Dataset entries
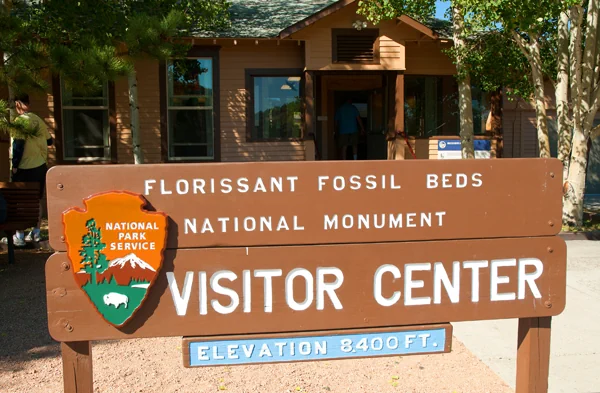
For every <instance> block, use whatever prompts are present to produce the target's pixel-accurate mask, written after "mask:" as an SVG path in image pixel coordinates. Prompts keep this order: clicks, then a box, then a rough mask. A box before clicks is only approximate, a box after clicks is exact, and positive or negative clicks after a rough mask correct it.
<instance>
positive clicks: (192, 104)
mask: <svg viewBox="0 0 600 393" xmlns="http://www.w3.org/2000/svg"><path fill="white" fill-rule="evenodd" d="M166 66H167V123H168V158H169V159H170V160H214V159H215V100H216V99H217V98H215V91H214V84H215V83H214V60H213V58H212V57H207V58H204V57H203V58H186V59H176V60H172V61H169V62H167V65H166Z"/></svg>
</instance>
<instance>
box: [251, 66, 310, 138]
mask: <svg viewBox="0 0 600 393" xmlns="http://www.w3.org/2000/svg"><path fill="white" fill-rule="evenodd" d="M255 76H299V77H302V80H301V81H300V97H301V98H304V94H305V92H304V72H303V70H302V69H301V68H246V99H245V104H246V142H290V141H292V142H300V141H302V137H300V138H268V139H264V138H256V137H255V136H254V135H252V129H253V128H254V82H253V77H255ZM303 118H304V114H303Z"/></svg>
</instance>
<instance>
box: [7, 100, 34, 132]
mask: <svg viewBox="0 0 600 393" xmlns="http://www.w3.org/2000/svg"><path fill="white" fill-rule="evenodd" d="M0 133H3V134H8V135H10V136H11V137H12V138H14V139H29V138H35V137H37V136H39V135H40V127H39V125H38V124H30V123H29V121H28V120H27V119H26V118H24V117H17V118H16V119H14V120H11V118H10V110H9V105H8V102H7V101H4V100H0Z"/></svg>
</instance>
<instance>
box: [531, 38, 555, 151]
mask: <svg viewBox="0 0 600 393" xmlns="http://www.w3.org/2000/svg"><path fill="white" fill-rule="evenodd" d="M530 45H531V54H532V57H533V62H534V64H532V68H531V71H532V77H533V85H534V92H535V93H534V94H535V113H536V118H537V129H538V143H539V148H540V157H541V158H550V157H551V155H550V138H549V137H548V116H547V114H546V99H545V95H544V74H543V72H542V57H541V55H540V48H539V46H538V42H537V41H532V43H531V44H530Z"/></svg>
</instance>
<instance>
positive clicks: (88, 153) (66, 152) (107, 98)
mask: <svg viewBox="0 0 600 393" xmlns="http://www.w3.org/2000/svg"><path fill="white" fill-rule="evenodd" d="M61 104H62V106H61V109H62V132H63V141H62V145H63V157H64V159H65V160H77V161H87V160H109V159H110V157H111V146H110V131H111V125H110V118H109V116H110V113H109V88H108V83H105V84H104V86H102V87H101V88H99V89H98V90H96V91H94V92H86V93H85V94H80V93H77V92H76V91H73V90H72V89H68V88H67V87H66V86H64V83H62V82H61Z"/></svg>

--

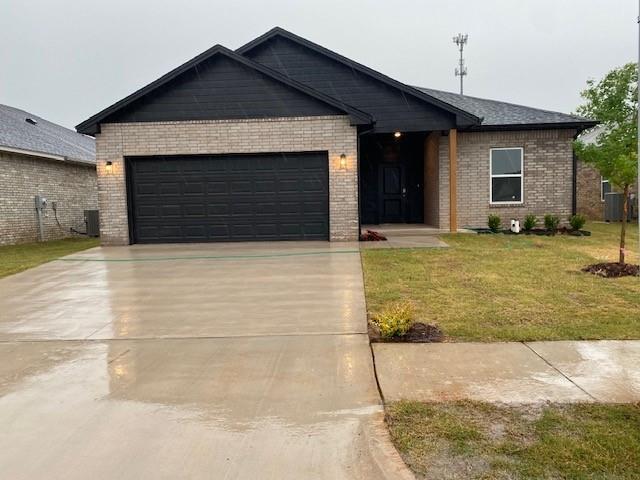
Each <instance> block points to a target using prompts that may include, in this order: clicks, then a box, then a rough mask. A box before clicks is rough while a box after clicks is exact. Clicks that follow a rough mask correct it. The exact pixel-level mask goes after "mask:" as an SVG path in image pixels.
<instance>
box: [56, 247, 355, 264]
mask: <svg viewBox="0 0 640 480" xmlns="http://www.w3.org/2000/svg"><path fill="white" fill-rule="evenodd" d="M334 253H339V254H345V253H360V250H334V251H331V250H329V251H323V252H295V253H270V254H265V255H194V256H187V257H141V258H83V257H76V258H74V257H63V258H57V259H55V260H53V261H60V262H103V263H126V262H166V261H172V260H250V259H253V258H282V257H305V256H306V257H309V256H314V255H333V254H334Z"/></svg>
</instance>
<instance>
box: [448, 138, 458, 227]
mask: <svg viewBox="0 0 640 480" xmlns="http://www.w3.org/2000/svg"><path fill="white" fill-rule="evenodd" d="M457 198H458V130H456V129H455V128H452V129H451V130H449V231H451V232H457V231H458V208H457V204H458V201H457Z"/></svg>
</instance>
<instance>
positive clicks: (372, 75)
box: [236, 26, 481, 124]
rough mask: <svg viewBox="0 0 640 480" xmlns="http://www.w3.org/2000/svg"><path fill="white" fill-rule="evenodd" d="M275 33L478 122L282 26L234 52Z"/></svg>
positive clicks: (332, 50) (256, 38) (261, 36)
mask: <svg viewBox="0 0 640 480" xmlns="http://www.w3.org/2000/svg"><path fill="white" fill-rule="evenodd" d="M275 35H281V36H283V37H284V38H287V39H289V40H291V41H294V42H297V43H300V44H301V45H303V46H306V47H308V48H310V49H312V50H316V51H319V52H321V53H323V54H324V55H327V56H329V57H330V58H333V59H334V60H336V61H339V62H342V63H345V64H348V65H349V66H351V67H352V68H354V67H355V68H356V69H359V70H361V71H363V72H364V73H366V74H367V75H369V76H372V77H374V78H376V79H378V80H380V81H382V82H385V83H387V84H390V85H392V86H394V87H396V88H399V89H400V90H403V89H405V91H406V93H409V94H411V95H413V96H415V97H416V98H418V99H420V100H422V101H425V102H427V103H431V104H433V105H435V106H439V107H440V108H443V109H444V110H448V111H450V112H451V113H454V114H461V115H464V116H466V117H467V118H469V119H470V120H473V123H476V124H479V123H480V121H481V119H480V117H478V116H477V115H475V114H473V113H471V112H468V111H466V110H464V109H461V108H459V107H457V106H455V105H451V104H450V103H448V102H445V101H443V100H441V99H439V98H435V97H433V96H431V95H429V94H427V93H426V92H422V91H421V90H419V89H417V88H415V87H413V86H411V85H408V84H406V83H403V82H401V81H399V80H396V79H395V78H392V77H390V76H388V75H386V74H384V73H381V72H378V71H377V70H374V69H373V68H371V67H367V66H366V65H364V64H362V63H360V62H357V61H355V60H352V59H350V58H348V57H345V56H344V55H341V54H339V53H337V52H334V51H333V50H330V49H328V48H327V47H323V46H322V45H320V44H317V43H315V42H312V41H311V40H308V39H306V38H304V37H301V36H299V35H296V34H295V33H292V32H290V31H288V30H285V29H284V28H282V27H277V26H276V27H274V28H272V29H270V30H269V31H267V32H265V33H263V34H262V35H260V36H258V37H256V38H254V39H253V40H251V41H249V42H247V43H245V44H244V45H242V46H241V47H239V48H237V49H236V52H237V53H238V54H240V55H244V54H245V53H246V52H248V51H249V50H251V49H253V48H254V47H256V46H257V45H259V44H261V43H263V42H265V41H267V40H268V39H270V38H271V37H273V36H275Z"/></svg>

**Work to be completed:**
Would you copy every line of the entries in which "before" appears?

**Response area:**
For every <instance> block, use whatever prompts are present to produce the target's pixel-accurate mask, written after "mask:" as an SVG path in image pixel coordinates. Prompts keep this order: clicks, then a box, then a rough mask. A box before clicks is only approximate, a box after clicks is exact, and positive or negative clicks after a rough mask correct it.
Each <instance> block points to a target using prompts that may include, in this order: clicks, then a box, then a rough mask. A box before clicks is rough while a box after clicks is exact. Clicks that follow a rough mask correct it. The exact pixel-level mask goes after "mask:" as an SVG path in image pixels.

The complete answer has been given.